[Given task]:
Extract every line in the records below that contains the string "ground". Matching is case-sensitive.

[Material supplied]:
______

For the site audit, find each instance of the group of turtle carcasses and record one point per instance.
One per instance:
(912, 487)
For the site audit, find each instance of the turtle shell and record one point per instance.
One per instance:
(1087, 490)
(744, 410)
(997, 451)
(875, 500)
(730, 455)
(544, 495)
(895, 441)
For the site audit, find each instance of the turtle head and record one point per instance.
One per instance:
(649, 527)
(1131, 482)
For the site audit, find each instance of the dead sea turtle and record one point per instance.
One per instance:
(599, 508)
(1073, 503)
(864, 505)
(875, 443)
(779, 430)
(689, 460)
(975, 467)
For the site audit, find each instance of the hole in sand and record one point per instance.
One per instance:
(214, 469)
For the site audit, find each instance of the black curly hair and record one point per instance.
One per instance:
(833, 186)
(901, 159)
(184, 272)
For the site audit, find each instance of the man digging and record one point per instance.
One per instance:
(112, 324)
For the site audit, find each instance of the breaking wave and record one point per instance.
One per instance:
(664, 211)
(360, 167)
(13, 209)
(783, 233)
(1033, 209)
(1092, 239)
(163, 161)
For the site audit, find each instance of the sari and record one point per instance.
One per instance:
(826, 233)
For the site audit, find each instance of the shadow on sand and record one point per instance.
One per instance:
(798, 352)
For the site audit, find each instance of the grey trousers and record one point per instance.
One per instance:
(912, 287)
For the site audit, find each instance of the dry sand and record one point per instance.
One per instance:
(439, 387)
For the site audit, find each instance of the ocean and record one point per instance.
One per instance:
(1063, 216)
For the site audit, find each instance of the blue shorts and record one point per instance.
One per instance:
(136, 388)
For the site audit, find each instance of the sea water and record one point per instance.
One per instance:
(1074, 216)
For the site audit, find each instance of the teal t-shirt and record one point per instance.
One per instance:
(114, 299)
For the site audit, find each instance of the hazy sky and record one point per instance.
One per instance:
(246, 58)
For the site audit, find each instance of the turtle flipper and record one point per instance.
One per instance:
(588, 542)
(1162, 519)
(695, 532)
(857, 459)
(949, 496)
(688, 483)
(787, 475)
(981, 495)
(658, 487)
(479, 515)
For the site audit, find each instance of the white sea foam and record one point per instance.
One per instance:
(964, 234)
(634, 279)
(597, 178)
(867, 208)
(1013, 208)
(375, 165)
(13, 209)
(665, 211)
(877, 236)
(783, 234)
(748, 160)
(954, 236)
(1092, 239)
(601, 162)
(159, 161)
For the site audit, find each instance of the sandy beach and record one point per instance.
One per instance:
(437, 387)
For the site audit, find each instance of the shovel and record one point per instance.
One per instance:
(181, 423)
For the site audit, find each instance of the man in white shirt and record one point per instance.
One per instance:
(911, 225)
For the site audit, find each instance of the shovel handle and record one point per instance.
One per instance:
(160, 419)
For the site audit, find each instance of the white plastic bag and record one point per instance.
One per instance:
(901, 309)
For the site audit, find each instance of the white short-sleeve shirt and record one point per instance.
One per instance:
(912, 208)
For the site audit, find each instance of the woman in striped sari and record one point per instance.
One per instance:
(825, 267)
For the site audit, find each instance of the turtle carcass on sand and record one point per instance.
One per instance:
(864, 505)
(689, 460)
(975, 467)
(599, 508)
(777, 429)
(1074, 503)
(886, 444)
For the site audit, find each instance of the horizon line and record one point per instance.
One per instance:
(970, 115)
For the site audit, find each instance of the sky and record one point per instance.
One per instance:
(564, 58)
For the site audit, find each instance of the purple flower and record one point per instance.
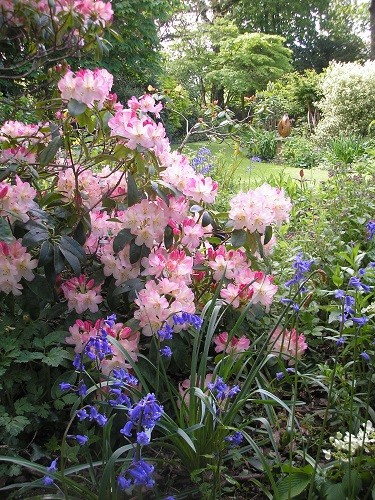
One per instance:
(166, 352)
(365, 356)
(146, 412)
(360, 321)
(141, 473)
(47, 481)
(358, 285)
(191, 319)
(143, 439)
(123, 483)
(81, 439)
(65, 386)
(165, 333)
(370, 226)
(82, 414)
(127, 429)
(301, 267)
(234, 439)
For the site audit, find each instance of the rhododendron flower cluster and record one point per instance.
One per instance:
(15, 263)
(89, 87)
(259, 208)
(289, 344)
(234, 345)
(82, 294)
(91, 11)
(158, 301)
(16, 200)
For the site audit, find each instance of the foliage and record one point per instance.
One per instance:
(300, 152)
(347, 105)
(260, 143)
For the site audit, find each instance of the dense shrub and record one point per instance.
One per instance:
(348, 104)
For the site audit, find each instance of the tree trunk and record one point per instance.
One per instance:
(372, 29)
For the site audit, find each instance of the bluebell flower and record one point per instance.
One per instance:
(82, 390)
(166, 352)
(127, 429)
(82, 414)
(370, 229)
(356, 283)
(123, 483)
(234, 439)
(301, 268)
(340, 341)
(360, 321)
(143, 439)
(365, 356)
(110, 320)
(141, 472)
(81, 439)
(146, 412)
(47, 481)
(191, 319)
(65, 386)
(165, 333)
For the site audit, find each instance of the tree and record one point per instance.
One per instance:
(247, 63)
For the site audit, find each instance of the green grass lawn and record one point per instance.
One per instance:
(249, 173)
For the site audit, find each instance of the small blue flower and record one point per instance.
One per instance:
(234, 439)
(82, 414)
(65, 386)
(165, 333)
(360, 321)
(166, 352)
(143, 439)
(146, 412)
(340, 341)
(365, 356)
(123, 483)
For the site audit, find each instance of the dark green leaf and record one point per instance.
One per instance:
(46, 253)
(134, 253)
(58, 259)
(121, 239)
(72, 260)
(73, 247)
(76, 108)
(49, 153)
(292, 485)
(35, 236)
(41, 287)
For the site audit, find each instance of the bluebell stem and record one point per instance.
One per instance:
(166, 352)
(191, 319)
(234, 439)
(301, 267)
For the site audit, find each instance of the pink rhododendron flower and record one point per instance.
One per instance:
(82, 294)
(89, 87)
(235, 345)
(259, 208)
(289, 344)
(15, 263)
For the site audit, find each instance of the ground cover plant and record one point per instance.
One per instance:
(155, 341)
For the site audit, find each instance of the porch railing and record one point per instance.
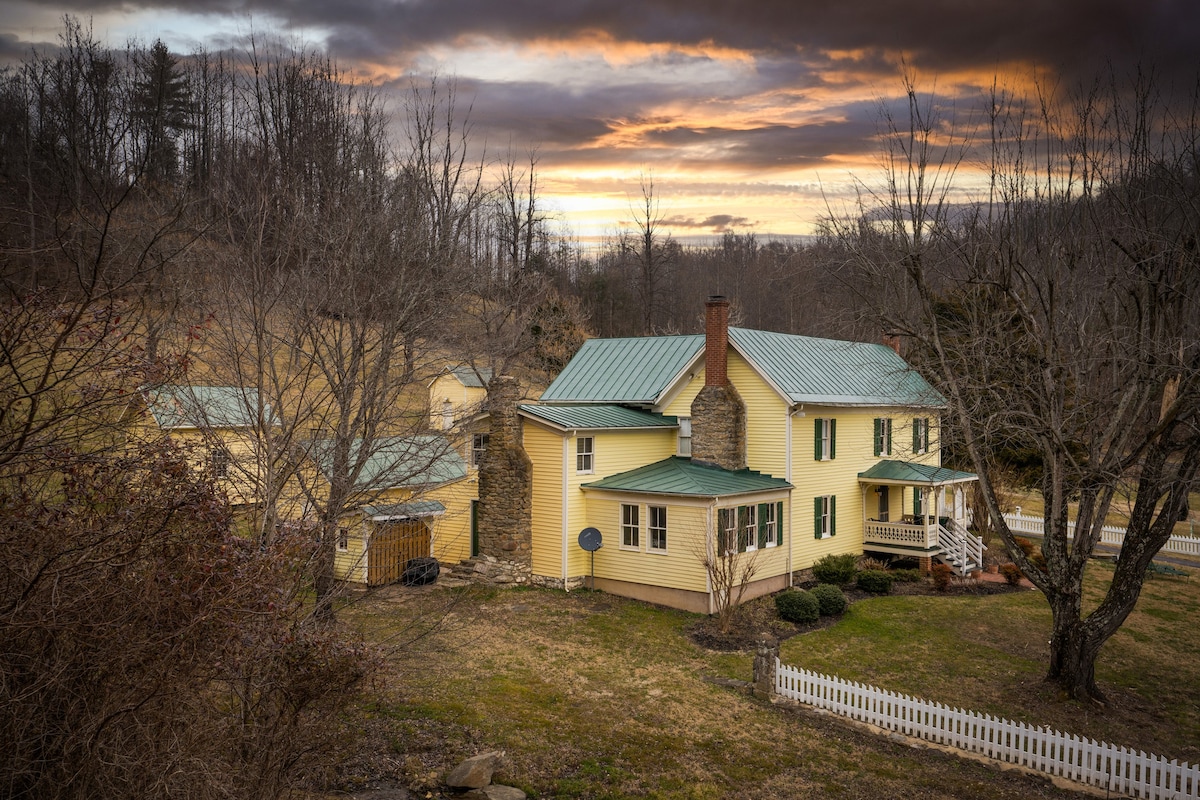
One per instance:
(900, 534)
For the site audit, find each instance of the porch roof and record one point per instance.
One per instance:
(597, 416)
(909, 474)
(405, 510)
(683, 476)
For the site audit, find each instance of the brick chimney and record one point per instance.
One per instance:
(718, 414)
(717, 341)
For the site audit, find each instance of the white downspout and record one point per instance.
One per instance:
(565, 510)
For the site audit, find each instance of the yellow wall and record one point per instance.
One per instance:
(615, 451)
(855, 453)
(545, 450)
(465, 401)
(679, 567)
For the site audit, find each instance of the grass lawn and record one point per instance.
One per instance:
(593, 696)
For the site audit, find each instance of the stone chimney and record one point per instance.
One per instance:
(505, 480)
(718, 414)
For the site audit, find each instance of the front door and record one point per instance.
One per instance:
(393, 543)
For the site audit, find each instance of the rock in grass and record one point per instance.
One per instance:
(475, 773)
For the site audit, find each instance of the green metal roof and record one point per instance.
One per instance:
(598, 416)
(406, 510)
(471, 377)
(677, 475)
(803, 368)
(204, 407)
(623, 371)
(399, 462)
(903, 471)
(810, 370)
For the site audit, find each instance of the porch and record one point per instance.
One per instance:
(919, 510)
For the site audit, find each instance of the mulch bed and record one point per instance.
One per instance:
(759, 615)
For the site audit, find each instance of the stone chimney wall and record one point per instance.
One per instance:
(718, 414)
(505, 480)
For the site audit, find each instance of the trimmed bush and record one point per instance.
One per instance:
(877, 582)
(942, 575)
(797, 606)
(835, 569)
(829, 599)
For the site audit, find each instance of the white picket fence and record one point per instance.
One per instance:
(1020, 523)
(1116, 769)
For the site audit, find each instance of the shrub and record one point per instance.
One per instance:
(835, 569)
(831, 599)
(877, 582)
(942, 575)
(797, 606)
(868, 563)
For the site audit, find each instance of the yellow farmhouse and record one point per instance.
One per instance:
(781, 447)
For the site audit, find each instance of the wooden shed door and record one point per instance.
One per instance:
(393, 545)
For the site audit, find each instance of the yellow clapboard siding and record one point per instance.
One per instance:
(545, 450)
(766, 419)
(855, 453)
(616, 451)
(678, 567)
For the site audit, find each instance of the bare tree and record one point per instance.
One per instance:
(1060, 319)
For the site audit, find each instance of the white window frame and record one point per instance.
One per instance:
(655, 530)
(585, 456)
(220, 459)
(727, 542)
(826, 438)
(826, 516)
(479, 443)
(630, 527)
(885, 435)
(684, 444)
(921, 435)
(772, 524)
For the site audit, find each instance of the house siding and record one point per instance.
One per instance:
(545, 449)
(839, 477)
(679, 567)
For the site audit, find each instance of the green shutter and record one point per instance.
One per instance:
(779, 523)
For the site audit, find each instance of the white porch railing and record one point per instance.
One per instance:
(960, 548)
(901, 534)
(1111, 768)
(1111, 535)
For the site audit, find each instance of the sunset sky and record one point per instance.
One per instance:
(751, 116)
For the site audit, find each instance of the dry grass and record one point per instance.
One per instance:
(598, 697)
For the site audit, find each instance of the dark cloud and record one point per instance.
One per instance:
(718, 222)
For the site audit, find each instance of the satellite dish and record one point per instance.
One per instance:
(591, 539)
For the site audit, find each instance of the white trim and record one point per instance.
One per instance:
(565, 513)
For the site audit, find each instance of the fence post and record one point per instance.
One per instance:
(765, 659)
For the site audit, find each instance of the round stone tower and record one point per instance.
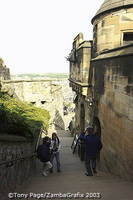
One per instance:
(113, 25)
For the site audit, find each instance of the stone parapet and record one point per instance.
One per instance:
(17, 163)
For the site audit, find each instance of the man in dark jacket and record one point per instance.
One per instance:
(93, 146)
(43, 153)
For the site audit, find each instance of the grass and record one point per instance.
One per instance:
(19, 118)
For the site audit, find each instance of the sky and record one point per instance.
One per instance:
(37, 35)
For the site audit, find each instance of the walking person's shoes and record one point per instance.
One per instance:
(87, 174)
(44, 174)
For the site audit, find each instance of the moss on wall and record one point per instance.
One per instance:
(19, 118)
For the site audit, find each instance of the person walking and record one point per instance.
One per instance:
(43, 153)
(55, 148)
(93, 146)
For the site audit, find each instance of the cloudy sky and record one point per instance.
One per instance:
(37, 35)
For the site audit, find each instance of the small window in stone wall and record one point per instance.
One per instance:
(43, 102)
(127, 37)
(33, 102)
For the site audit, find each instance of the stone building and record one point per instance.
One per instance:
(52, 95)
(108, 104)
(4, 71)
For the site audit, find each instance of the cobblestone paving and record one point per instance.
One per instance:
(73, 180)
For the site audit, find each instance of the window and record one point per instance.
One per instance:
(43, 102)
(33, 102)
(127, 37)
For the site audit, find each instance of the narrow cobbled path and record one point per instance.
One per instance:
(72, 180)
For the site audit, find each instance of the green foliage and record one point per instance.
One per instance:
(19, 118)
(47, 75)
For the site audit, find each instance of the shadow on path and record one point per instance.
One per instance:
(73, 180)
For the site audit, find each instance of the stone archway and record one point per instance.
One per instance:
(97, 126)
(82, 117)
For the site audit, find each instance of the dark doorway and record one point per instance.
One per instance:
(82, 117)
(97, 130)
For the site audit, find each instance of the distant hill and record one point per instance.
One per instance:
(39, 76)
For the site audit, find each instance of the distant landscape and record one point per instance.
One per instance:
(39, 76)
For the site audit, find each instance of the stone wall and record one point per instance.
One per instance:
(4, 73)
(113, 94)
(109, 29)
(14, 173)
(51, 95)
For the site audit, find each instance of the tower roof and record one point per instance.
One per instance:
(110, 5)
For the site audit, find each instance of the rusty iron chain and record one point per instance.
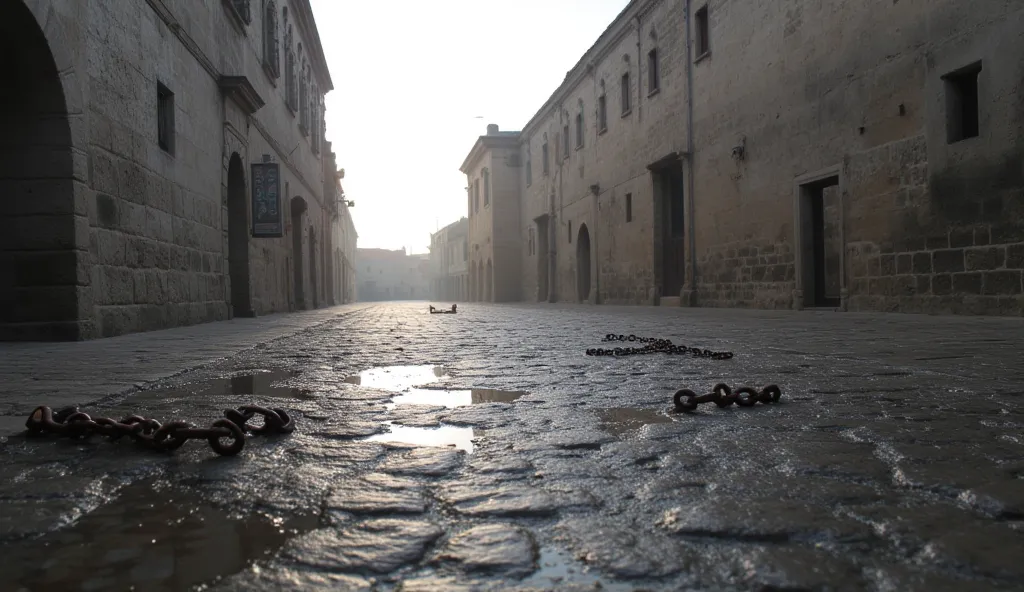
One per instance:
(654, 345)
(169, 436)
(722, 395)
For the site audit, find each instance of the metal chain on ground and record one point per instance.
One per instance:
(655, 345)
(169, 436)
(685, 399)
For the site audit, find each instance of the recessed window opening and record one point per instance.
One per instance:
(962, 103)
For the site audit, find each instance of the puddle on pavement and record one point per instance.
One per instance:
(147, 540)
(445, 435)
(455, 397)
(409, 380)
(557, 568)
(257, 384)
(619, 421)
(397, 377)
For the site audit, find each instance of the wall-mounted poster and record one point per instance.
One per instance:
(268, 218)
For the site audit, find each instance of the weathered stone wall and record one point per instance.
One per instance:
(928, 226)
(623, 253)
(156, 245)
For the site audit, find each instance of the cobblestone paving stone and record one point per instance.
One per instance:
(895, 460)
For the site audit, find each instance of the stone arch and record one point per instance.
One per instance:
(488, 283)
(583, 263)
(298, 256)
(238, 238)
(44, 262)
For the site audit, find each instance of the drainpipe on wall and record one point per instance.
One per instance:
(692, 297)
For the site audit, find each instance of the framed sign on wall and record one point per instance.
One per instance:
(268, 217)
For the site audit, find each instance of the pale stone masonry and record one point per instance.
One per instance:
(130, 129)
(450, 262)
(781, 155)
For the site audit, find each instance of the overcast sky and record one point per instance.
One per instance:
(412, 77)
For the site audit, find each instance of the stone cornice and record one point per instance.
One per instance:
(241, 90)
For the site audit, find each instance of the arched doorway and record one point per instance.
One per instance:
(488, 284)
(39, 258)
(298, 260)
(583, 263)
(238, 238)
(312, 266)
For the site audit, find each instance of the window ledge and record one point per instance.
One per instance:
(270, 74)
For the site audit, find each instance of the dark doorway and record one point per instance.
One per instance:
(312, 266)
(238, 238)
(542, 259)
(583, 263)
(820, 222)
(298, 217)
(40, 276)
(668, 179)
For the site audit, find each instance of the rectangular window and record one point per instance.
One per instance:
(962, 103)
(165, 118)
(701, 31)
(626, 93)
(653, 78)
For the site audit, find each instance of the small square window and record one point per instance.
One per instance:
(701, 31)
(165, 119)
(962, 103)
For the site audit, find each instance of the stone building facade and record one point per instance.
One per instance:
(340, 257)
(493, 198)
(450, 262)
(131, 129)
(386, 275)
(784, 155)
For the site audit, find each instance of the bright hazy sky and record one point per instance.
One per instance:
(411, 77)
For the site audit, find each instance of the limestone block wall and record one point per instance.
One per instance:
(857, 91)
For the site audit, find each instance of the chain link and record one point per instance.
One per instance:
(654, 345)
(722, 395)
(169, 436)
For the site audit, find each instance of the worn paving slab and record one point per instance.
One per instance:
(895, 460)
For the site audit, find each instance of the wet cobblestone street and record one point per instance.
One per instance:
(484, 451)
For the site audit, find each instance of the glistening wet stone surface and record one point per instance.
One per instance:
(888, 465)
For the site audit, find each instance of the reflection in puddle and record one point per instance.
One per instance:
(459, 397)
(557, 568)
(259, 384)
(397, 377)
(446, 435)
(619, 421)
(147, 540)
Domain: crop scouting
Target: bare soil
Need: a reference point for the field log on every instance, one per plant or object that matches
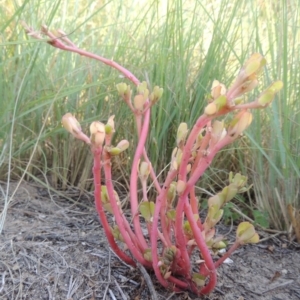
(52, 248)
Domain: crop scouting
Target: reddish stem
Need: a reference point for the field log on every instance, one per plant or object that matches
(100, 209)
(130, 239)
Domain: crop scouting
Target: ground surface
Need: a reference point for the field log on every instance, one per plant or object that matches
(51, 248)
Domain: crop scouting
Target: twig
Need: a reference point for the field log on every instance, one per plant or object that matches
(109, 275)
(148, 281)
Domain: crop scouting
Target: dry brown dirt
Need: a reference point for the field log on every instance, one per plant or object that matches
(52, 248)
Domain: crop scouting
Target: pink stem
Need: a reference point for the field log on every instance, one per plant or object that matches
(134, 180)
(154, 232)
(131, 241)
(55, 42)
(100, 210)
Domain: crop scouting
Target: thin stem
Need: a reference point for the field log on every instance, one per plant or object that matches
(100, 209)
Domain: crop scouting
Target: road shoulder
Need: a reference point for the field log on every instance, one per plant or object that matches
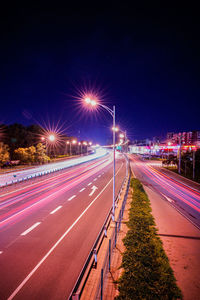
(181, 241)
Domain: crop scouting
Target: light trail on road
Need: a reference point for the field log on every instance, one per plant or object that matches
(49, 226)
(176, 192)
(42, 191)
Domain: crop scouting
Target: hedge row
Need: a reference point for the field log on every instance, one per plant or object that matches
(147, 273)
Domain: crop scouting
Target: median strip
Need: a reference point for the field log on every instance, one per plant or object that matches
(146, 270)
(20, 286)
(57, 208)
(31, 228)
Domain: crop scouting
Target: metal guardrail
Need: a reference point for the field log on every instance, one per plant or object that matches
(38, 174)
(91, 259)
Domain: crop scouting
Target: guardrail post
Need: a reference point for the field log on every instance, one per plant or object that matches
(115, 233)
(101, 284)
(109, 255)
(95, 258)
(105, 231)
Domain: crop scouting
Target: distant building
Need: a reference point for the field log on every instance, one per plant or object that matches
(184, 138)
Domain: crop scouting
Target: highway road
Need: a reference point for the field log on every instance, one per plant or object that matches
(29, 173)
(181, 193)
(49, 225)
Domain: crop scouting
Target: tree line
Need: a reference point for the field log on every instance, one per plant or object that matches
(23, 143)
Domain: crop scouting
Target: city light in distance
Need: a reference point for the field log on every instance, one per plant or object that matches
(51, 137)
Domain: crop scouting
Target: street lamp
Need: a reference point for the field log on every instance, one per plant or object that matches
(70, 147)
(94, 103)
(51, 137)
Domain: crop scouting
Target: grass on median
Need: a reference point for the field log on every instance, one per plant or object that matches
(147, 273)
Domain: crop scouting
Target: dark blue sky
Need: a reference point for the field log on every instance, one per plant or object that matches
(144, 59)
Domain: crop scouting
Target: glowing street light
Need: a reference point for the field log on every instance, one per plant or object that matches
(70, 147)
(51, 138)
(94, 103)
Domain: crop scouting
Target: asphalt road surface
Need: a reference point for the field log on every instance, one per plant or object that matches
(48, 227)
(182, 194)
(29, 173)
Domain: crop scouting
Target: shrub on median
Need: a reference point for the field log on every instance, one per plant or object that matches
(147, 273)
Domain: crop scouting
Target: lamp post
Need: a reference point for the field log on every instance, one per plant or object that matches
(112, 113)
(70, 147)
(74, 142)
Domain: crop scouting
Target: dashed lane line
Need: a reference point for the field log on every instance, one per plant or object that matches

______

[Response]:
For the site audit, find each instance of the ground cover plant and record one point per instance.
For the site audit, find each instance of the metal chain on ground and record one point per instance.
Target: ground surface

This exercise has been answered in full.